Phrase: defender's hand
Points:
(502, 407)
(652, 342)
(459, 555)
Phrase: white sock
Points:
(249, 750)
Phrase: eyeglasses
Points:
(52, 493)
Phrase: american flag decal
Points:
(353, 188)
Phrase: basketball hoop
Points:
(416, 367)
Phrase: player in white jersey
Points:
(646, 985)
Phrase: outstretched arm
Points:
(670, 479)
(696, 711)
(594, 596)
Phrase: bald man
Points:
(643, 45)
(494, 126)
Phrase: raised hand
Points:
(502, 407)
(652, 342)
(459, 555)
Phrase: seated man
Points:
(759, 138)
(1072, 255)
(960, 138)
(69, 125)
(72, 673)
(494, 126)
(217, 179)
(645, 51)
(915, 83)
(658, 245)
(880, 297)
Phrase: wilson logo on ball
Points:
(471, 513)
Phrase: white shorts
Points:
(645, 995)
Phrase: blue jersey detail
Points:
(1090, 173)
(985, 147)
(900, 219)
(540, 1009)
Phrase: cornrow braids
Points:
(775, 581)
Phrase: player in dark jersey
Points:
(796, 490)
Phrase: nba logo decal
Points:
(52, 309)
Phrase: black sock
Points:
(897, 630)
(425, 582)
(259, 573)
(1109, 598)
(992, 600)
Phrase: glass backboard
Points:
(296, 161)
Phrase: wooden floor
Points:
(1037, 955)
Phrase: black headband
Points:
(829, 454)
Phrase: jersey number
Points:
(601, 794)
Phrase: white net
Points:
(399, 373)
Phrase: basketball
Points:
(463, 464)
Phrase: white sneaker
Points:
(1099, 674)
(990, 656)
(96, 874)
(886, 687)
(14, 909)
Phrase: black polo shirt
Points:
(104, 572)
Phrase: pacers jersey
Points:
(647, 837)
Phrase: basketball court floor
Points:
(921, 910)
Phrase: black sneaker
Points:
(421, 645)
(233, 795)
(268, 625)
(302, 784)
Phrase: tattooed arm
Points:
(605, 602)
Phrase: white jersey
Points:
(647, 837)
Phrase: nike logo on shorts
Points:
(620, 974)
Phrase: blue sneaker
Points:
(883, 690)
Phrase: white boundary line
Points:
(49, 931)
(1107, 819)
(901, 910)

▶ _EXERCISE_
Would you output the material above once more, exactly as given?

▶ _RESULT FOR THIS EXERCISE_
Phrase: defender's hand
Points:
(502, 407)
(652, 342)
(459, 555)
Phrase: white sock
Points:
(249, 750)
Phrase: eyeglasses
Points:
(52, 493)
Phrase: american flag decal
Points:
(353, 188)
Phrase: basketball hoop
Points:
(416, 367)
Phrase: player in white jersey
Points:
(646, 985)
Phrase: outstretched arm
Points:
(670, 479)
(696, 711)
(594, 596)
Phrase: bald man
Points:
(643, 45)
(494, 126)
Phrase: raised hand
Points:
(502, 407)
(652, 342)
(459, 555)
Phrase: seated man
Points:
(759, 138)
(1072, 255)
(960, 138)
(69, 125)
(72, 673)
(494, 126)
(217, 179)
(645, 51)
(915, 83)
(658, 245)
(880, 297)
Phrase: wilson logo on ball
Points:
(471, 513)
Phrase: white shorts
Points:
(645, 995)
Phrase: blue jersey detail
Points:
(1090, 173)
(985, 147)
(900, 219)
(540, 1009)
Phrase: cornrow braids
Points:
(775, 581)
Phrase: player in dark jersey
Points:
(796, 490)
Phrase: nba logo decal
Points:
(52, 309)
Phrase: black sock
Points:
(897, 630)
(425, 582)
(259, 573)
(1109, 598)
(992, 600)
Phrase: glass backboard
Points:
(296, 161)
Phrase: wooden floor
Points:
(1037, 955)
Phrase: black headband
Points:
(829, 454)
Phrase: jersey number
Points:
(601, 794)
Phrase: white net
Points:
(399, 373)
Phrase: basketball
Points:
(463, 464)
Phrase: white sneaker
Points:
(1099, 674)
(990, 656)
(96, 874)
(886, 687)
(14, 909)
Phrase: black polo shirt
Points:
(104, 572)
Phrase: pacers jersey
Points:
(647, 837)
Phrase: basketball court floor
Points:
(921, 910)
Phrase: black sneaker
Points:
(421, 645)
(233, 795)
(268, 625)
(302, 784)
Phrase: tattooed arm
Points:
(605, 602)
Phrase: white jersey
Points:
(647, 837)
Phrase: nike logo on shorts
Points:
(620, 974)
Phrase: blue sneaker
Points:
(883, 690)
Phrase: white boundary line
Points:
(49, 931)
(1107, 819)
(901, 910)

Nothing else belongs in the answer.